The records that follow are to be repeated without alteration.

Source records:
• • • • • • •

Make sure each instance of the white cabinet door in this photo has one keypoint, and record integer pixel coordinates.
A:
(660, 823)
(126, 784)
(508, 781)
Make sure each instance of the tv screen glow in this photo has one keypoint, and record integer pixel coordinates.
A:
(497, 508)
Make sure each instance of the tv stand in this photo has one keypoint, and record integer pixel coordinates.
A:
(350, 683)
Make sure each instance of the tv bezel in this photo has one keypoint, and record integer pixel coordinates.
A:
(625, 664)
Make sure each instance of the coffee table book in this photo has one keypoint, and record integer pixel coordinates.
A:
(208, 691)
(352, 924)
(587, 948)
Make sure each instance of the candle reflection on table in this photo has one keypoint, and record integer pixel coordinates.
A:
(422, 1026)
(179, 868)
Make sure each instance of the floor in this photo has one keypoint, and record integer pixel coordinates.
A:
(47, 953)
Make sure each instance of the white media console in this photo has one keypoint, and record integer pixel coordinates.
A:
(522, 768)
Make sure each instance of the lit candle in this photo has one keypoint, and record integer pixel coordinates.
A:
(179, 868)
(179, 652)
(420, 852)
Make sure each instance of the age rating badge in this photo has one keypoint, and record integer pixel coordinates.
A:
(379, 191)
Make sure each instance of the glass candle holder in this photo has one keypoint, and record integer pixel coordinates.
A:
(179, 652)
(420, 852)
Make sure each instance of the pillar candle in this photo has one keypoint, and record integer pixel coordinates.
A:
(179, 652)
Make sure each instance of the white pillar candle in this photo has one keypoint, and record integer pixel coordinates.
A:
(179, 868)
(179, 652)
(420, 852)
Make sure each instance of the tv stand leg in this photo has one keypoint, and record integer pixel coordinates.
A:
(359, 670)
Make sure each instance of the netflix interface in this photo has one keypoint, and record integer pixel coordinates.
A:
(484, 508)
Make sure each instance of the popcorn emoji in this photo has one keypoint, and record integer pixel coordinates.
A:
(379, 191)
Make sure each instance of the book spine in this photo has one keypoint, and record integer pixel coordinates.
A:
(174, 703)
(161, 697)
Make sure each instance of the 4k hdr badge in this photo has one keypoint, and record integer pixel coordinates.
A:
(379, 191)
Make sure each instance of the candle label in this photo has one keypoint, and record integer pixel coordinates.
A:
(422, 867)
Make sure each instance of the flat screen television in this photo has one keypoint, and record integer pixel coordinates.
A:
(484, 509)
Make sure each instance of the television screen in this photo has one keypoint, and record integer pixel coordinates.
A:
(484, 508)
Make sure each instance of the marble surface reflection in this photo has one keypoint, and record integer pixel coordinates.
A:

• • • • • • •

_Response to this task_:
Make sure each instance of the white cabinet door in this photo has one keypoint, and record integer pixel coordinates.
A:
(660, 823)
(126, 784)
(508, 781)
Make sure each instance of the tv screen glow in this photo has one keypoint, and record integer pixel coordinates.
A:
(497, 508)
Make sure each instance of the tv stand in this photo has one keypoint, and record integer pixel coordinates.
A:
(350, 683)
Make sure each instance of the tv bezel in this photo has one keypoint, and record integer pixel coordinates.
A:
(625, 664)
Make sure each instance of the coffee table book in this photo has one keypoint, and record integer pixel coordinates.
A:
(208, 691)
(352, 924)
(587, 948)
Make sure each instance of the candle reflection on table in this photo has one keypoint, and record integer pixel coordinates.
A:
(422, 1026)
(179, 868)
Make sure each instance of the floor in this photo has one keypoint, and record integer pixel coordinates.
A:
(47, 953)
Make sure each instance of the white media console in this photo has one keypoint, and record integer pixel coordinates.
A:
(522, 768)
Make sure each instance of the lit candle in this photo has one keypoint, and record integer pixel coordinates.
A:
(179, 868)
(179, 652)
(420, 852)
Make sure each instance of the age rating badge in this photo has one keypoint, and record integer pixel coordinates.
A:
(379, 191)
Make sure each instance of the glass candle holder in this photo has one keypoint, and record integer pixel coordinates.
A:
(179, 652)
(420, 852)
Make sure each instance of the pillar candle in this photo has one keypoint, and record integer pixel coordinates.
A:
(179, 652)
Make sure each instance of the white pillar candle in this photo has one keypoint, and record integer pixel coordinates.
A:
(179, 868)
(179, 652)
(420, 852)
Make sure each instance of the tv stand leg in this photo has one keypoint, and record integer pixel coordinates.
A:
(359, 670)
Make sure each instance of the netflix interface in this photo has one keypoint, and record integer pixel coordinates.
A:
(484, 508)
Make sure each instance of the popcorn emoji in this photo has one keypoint, and record integer pixel coordinates.
A:
(379, 191)
Make sure each instance of the book spine in this photo has one keypoint, and record integer pixel coordinates.
A:
(174, 703)
(161, 697)
Make sure each instance of the 4k hdr badge in this photo has one keypoint, and record integer pixel coordinates.
A:
(379, 191)
Make sure each instance of the candle label in this photo has one keypoint, and record integer pixel coordinates.
A:
(422, 867)
Make sure each instance of the flat screen television in this photo has one keypoint, and record integer pixel coordinates.
A:
(484, 509)
Make sure each instance of the television screen in this photo has one keypoint, and record integer pixel coordinates.
A:
(484, 508)
Make sure each instance of the marble surface reflection in this photo has one keypoint, and record integer pixel coordinates.
A:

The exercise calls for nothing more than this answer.